■ **DIRECTION**
Reproduce every line of the listing below word for word, leaving nothing out and changing nothing.

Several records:
********

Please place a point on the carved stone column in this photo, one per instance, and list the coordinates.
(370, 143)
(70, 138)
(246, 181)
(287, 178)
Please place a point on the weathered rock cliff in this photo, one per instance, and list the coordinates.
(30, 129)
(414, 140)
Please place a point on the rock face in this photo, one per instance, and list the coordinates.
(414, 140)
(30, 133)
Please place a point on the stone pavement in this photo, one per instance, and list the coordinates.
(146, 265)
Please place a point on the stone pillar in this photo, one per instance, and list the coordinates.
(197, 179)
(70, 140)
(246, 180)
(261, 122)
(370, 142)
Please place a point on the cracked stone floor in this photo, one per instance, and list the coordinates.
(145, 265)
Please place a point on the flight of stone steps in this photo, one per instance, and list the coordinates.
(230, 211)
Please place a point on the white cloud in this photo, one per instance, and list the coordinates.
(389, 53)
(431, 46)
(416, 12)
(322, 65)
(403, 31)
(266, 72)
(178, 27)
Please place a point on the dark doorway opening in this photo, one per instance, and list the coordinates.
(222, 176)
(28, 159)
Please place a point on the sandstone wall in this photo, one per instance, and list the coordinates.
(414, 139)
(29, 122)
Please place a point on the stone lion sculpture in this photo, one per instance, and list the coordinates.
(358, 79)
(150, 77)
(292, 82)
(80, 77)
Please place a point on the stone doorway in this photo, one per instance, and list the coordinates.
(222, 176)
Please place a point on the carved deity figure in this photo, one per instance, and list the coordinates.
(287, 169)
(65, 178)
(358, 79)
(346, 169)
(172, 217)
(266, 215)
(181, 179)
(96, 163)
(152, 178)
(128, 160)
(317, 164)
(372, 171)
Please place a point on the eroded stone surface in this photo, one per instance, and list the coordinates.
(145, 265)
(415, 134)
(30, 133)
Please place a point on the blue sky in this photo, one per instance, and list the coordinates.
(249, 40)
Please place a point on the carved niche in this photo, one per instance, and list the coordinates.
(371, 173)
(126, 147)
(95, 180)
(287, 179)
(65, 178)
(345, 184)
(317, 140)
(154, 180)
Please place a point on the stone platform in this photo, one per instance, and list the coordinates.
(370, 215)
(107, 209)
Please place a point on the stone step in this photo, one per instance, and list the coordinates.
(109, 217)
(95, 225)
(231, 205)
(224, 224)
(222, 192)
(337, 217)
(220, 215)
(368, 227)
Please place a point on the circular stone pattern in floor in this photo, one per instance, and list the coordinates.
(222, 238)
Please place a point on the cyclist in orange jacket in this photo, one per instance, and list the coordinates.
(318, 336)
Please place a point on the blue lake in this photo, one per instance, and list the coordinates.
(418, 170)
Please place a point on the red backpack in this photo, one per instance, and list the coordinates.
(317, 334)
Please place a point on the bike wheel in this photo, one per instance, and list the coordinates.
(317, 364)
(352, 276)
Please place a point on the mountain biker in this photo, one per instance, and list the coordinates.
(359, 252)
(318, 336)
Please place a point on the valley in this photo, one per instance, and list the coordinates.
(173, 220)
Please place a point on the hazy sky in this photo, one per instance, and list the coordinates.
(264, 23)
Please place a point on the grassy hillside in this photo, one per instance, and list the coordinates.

********

■ **IN RESPONSE**
Please place a point on the carved stone column in this photo, one per instance, and list the coordinates.
(370, 143)
(70, 138)
(246, 181)
(287, 178)
Please place a point on the weathered rock cliff in this photo, one per instance, and list the coordinates.
(30, 129)
(414, 140)
Please place a point on the rock face in this photo, one per instance, and list the coordinates.
(414, 140)
(30, 133)
Please place a point on the stone pavement in this photo, one per instance, and list the coordinates.
(146, 265)
Please place a point on the stone pillar in this photo, one per instance, and list the coordinates.
(197, 179)
(70, 140)
(246, 180)
(261, 122)
(370, 142)
Please place a point on the cracked stone floor in this photo, one per instance, and list the coordinates.
(145, 265)
Please place a point on the flight of stone steps in this photo, one per instance, and list the coordinates.
(230, 211)
Please place a point on the white cloud in this photo, one per instance, and list the coordinates.
(389, 53)
(431, 46)
(416, 12)
(322, 65)
(403, 31)
(266, 72)
(178, 27)
Please place a point on the dark doorway opening in this photo, one per instance, and list the coordinates.
(222, 176)
(28, 159)
Please place a point on the sandstone wall in this photo, one per instance, and list the coordinates.
(414, 139)
(29, 122)
Please place a point on the stone lion sculpture in this photo, one per instance, and list the coordinates.
(358, 79)
(150, 77)
(292, 82)
(80, 77)
Please place a point on the stone doorway in this photo, one per instance, and list the coordinates.
(222, 176)
Please place a point on the carved deity figure in this photo, one per instance, and list the coordinates.
(287, 169)
(65, 178)
(358, 79)
(346, 169)
(172, 217)
(266, 215)
(181, 179)
(96, 163)
(152, 178)
(128, 160)
(317, 164)
(372, 171)
Please place a point on the eroded stone surface in this photo, one per instance, and list the coordinates.
(145, 265)
(415, 134)
(30, 133)
Please place a point on the blue sky in this photo, one per instance, and list the coordinates.
(249, 40)
Please place a point on the carved niche in this photo, one per instance, and list the coordinates.
(371, 173)
(126, 147)
(95, 180)
(287, 179)
(65, 178)
(345, 184)
(317, 140)
(154, 180)
Please place a point on the stone platform in this photo, one per instance, and list the coordinates.
(370, 215)
(107, 209)
Please place a point on the stone step in this photo, one per instance, and list the coordinates.
(109, 217)
(95, 225)
(231, 205)
(224, 224)
(222, 192)
(337, 217)
(220, 215)
(368, 227)
Please place a point on the circular stone pattern in floor in this photo, one per instance, and list the coordinates.
(222, 238)
Please place a point on the cyclist in orange jacket in this photo, one per instance, and list the coordinates.
(318, 336)
Please place a point on the blue lake in this photo, one per instance, and list the coordinates.
(418, 170)
Please place a point on the red backpack in this photo, one per instance, and list the coordinates.
(317, 334)
Please place a point on the bike wheel in this photo, one per instance, and list the coordinates.
(317, 364)
(352, 276)
Please place a point on the mountain biker in this photo, one per instance, and list the coordinates.
(359, 252)
(318, 336)
Please place a point on the valley in this photo, one per instance, and list the coordinates.
(173, 220)
Please place a point on the hazy sky in this photo, one per instance, and list the coordinates.
(264, 23)
Please place a point on the grassy hillside in this photo, one per instance, and list the coordinates.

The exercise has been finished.